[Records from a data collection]
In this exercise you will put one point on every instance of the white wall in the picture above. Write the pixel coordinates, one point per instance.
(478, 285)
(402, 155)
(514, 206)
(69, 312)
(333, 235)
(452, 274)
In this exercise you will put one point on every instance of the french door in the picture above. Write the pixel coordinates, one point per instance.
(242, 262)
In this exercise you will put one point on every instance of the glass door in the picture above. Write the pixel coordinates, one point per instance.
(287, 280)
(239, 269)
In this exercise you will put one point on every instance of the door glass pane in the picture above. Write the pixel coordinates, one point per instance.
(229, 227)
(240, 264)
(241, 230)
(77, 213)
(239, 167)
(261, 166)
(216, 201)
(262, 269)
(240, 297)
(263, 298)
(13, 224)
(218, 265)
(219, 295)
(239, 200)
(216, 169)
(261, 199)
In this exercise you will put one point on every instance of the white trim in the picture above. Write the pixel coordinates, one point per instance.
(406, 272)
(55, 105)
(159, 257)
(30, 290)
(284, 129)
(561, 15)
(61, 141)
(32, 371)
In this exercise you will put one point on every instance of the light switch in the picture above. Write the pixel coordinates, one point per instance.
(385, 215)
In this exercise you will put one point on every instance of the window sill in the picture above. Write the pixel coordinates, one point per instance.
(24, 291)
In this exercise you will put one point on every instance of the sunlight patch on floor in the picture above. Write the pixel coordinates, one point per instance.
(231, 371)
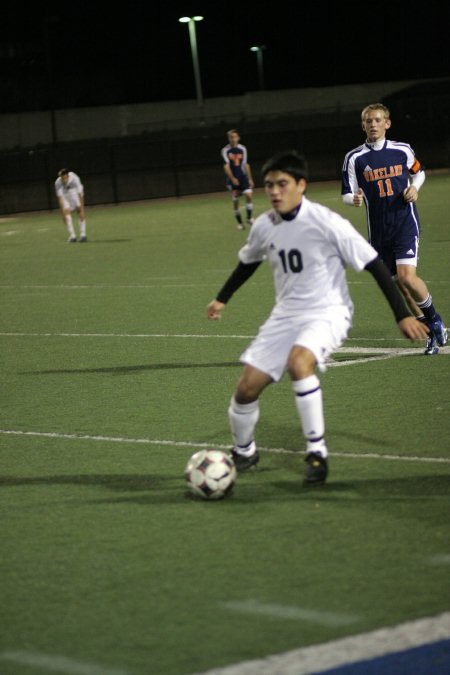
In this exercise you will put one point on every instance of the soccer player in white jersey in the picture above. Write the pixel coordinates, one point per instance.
(70, 193)
(386, 176)
(308, 248)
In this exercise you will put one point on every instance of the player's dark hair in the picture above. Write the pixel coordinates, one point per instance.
(289, 161)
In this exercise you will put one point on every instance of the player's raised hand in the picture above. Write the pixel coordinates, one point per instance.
(410, 194)
(214, 309)
(358, 198)
(413, 329)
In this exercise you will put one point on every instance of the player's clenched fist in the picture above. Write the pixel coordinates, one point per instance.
(214, 309)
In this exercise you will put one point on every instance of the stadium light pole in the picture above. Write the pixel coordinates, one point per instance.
(258, 49)
(191, 20)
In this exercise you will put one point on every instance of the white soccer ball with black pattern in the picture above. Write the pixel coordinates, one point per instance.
(210, 474)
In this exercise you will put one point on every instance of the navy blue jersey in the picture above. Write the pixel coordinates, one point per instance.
(383, 174)
(236, 158)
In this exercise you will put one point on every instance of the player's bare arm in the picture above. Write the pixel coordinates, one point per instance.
(358, 198)
(410, 194)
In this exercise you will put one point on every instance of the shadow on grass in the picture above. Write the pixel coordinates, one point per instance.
(167, 488)
(119, 370)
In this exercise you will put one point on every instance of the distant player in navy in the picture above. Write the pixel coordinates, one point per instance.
(70, 193)
(386, 176)
(308, 248)
(239, 180)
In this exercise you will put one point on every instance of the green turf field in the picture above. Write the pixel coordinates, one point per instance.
(112, 377)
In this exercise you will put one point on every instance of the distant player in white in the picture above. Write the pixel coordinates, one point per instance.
(70, 193)
(308, 247)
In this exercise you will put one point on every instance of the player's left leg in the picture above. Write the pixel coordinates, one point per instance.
(236, 210)
(309, 404)
(82, 223)
(249, 207)
(417, 288)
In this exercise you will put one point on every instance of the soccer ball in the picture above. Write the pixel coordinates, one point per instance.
(210, 474)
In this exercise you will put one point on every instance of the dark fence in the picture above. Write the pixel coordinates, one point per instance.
(163, 165)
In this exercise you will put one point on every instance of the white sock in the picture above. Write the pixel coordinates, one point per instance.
(69, 224)
(309, 403)
(243, 418)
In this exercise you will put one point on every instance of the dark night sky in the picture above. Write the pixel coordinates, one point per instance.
(100, 55)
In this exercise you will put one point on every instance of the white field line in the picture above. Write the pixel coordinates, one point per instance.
(220, 337)
(319, 658)
(289, 612)
(57, 664)
(217, 446)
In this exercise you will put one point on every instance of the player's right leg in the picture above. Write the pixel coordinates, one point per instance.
(243, 415)
(67, 217)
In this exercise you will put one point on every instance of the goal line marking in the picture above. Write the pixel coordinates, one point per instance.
(217, 446)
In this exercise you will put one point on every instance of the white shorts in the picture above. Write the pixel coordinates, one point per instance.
(71, 202)
(321, 334)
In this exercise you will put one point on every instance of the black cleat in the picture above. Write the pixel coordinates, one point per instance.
(316, 469)
(242, 462)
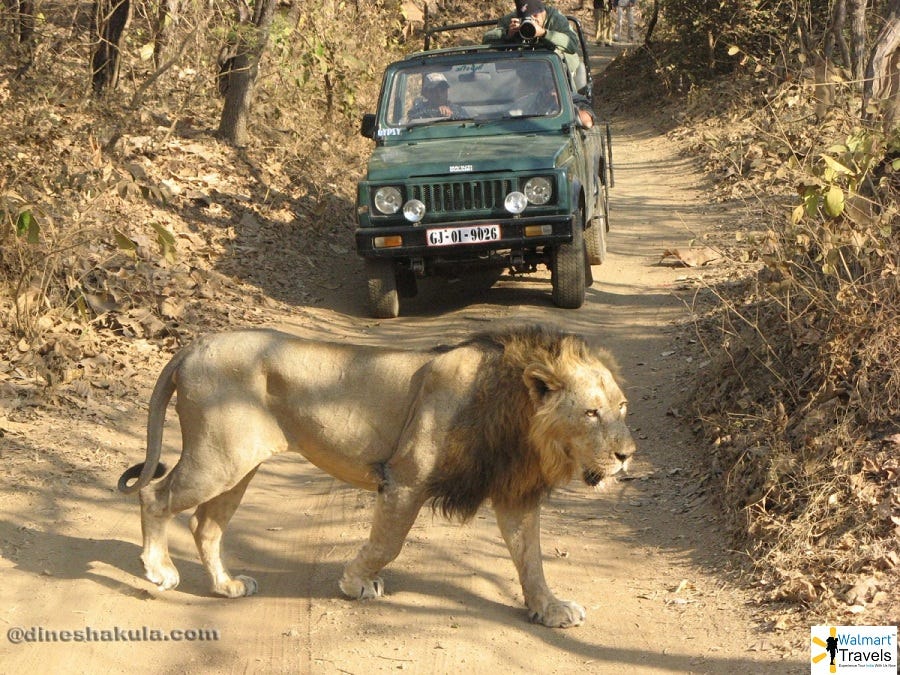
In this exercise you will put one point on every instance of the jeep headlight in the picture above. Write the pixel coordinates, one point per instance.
(515, 202)
(388, 200)
(538, 190)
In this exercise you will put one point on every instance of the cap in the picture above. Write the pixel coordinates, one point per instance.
(435, 80)
(529, 7)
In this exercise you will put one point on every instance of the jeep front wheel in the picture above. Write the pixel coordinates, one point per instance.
(384, 302)
(567, 274)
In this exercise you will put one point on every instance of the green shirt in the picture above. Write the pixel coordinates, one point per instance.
(559, 31)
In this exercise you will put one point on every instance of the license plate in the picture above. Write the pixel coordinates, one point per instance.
(451, 236)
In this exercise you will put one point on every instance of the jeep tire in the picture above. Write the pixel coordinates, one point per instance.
(567, 272)
(384, 301)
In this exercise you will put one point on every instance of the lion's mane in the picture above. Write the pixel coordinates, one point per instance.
(503, 444)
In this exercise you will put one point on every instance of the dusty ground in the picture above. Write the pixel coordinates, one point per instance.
(647, 559)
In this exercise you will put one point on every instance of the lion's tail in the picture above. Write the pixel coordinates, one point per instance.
(151, 468)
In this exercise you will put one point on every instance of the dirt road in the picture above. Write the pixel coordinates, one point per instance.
(646, 558)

● **Written request**:
Extract every item above, reproducing each of its lines word for word, and omit the pictures from your answer.

● **Result**:
In this exercise you will put one point on every instance of the white wall in the picture above. Write the pixel coordinates, one point per instance.
(478, 285)
(402, 155)
(514, 206)
(69, 312)
(333, 235)
(452, 274)
In this exercise you will put one point on every instance of the french door in the picture above. Write the pixel coordinates, one point per instance.
(242, 262)
In this exercise you will put one point on every instance of the glass door in the picture above. Write the pixel coordinates, one point per instance.
(287, 280)
(239, 269)
In this exercise you will put one point on every instance of the door glass pane in the picture above. Write the pixel coordinates, one point per instance.
(229, 227)
(240, 264)
(241, 230)
(77, 213)
(239, 167)
(261, 166)
(216, 201)
(262, 269)
(240, 297)
(263, 298)
(13, 224)
(218, 265)
(219, 295)
(239, 200)
(216, 169)
(261, 199)
In this exercise you will put one point on every instance of the white trim in the picture above. Write the pixel coordinates, one point per instance.
(406, 272)
(55, 105)
(159, 257)
(30, 290)
(284, 129)
(561, 15)
(61, 141)
(32, 371)
In this exercise you will put one point on every instance of the light switch in the picture above. Write the pixel coordinates, one point per instance.
(385, 215)
In this exercise you will put one point on every instance of the window sill in the picture above. Write the pixel coordinates, one point per instance.
(24, 291)
In this exercise you will put one point on every instance of the sunlight patch on floor in the picture above. Write the pixel coordinates, one point per instance.
(231, 371)
In this exercise you will put one point on every instance of the soccer player in white jersey in the picture above. Write the pixel coordinates, one point per instance.
(70, 193)
(386, 176)
(308, 248)
In this exercise you will put one point on every instance of the player's dark hair in the picture above. Write the pixel coordinates, one point per instance.
(289, 161)
In this exercise you will put one point on every instance of the player's raised hand in the picture above. Write the pixel coordinates, one point per instance.
(410, 194)
(214, 309)
(358, 198)
(413, 329)
In this exercise you will put one point on every instance of the player's clenched fist in the picture above. Write the pixel coordinates, one point per instance.
(214, 309)
In this exercise you will put one point on every instance of the stadium light pole in the picture above. Write the pixel coordinates, one point per instance.
(258, 49)
(191, 20)
In this exercise you will put one point on every instance of the white soccer ball with black pattern in the picture above. Write the pixel coordinates, one point per instance.
(210, 474)
In this exercise you will put one point on every instance of the navy blue jersey in the picture above. Write the pixel coordinates, one point per instance.
(383, 174)
(236, 158)
In this exercise you will put one point on every instance of the player's bare arm in the picture above. Write the pixel coordinates, one point per instance.
(358, 198)
(410, 194)
In this exercise you will put one point on every instance of the shadow on grass in the picture above. Write the pixel coordinates, one point per instance.
(167, 488)
(119, 370)
In this exercise you will put one point on every instance of the distant player in navy in the picture above. Write the pixel coordinates, one point per instance.
(70, 193)
(386, 176)
(308, 248)
(239, 180)
In this exercise you will put one point on every instance of the green turf field in the picture above. Write the pixel coordinates, one point per instance.
(112, 377)
In this exercise you will put one point on every instance of the distant player in white in the picture above. Write the pixel coordinates, one point per instance.
(70, 193)
(308, 247)
In this exercise you will put one point on every instance of the player's left leg in the picture above. Write the pixel coordinates, one point per instance.
(236, 210)
(309, 404)
(82, 223)
(249, 207)
(417, 288)
In this exercise you will put one point on every instance of the soccer ball in the picture above. Write the pixel coordinates, one point per instance.
(210, 474)
In this exercise you will put one point on every instance of the dark fence in the picture above. Write the pixel coordinates, one point per instance.
(163, 165)
In this exercise you will put one point on every instance of the white sock in the picture above. Write the pixel coordinates, one point per instance.
(69, 224)
(309, 403)
(243, 418)
In this exercise you will put one point on every instance of the dark night sky in the picture above. Write the pixel coordinates, one point per instance.
(100, 55)
In this exercise you will put one point on every instance of the white field line in the picture above. Write the pixel coordinates, one point per instance.
(220, 337)
(319, 658)
(289, 612)
(57, 664)
(217, 446)
In this exercise you will put one point on every instance of the player's right leg in the picture above. Write the pixel coordinates, one point per instance.
(243, 415)
(67, 217)
In this exercise you will put one point on every instance of the goal line marking in the picture above. Write the pixel coordinates, one point per instance.
(217, 446)
In this exercise you will put one point on every instance of the white shorts in the picture above. Write the pixel coordinates, one point per instance.
(71, 202)
(321, 334)
In this exercise you will put one point on every instance of the black cleat in the picture above. Write the pixel coordinates, one point per instance.
(316, 469)
(242, 462)
In this exercise you will put one point on every instance of the jeep headlight in the picture above. Write the pixel coordinates, one point per instance.
(515, 202)
(388, 200)
(538, 190)
In this exercise you will put one point on every instance of the cap in the picture above. Write the pixel coordinates, one point per instance.
(435, 80)
(529, 7)
In this exercise you will put one point on every instance of the jeep front wheel in the picture above. Write the pixel coordinates, one point per instance.
(384, 302)
(567, 274)
In this exercise you will put one point on every instance of the green shirt in the picture above. Write the pixel coordinates, one point per instance.
(559, 31)
In this exercise you will put one point on every instance of the license plate in the picture above. Write the pixel coordinates, one point per instance.
(451, 236)
In this exercise you will put one point on every instance of the jeep tire in the picture above. Write the pixel coordinates, one point per instance.
(567, 272)
(384, 301)
In this exercise you will put one point on every instance of the lion's mane in the picture above. Write the pixel coordinates, one point per instance.
(503, 444)
In this exercise you will put one point on every instance of the dusty ground in the picture above. Write the pixel coordinates, one point per instance.
(647, 559)
In this exercise you will put one point on every instance of the lion's tail in the picture above. Write the pixel coordinates, one point per instance.
(151, 468)
In this exercise you will put one point on every instance of the dirt road in the picture above. Write the pixel coordinates, one point per instance.
(646, 558)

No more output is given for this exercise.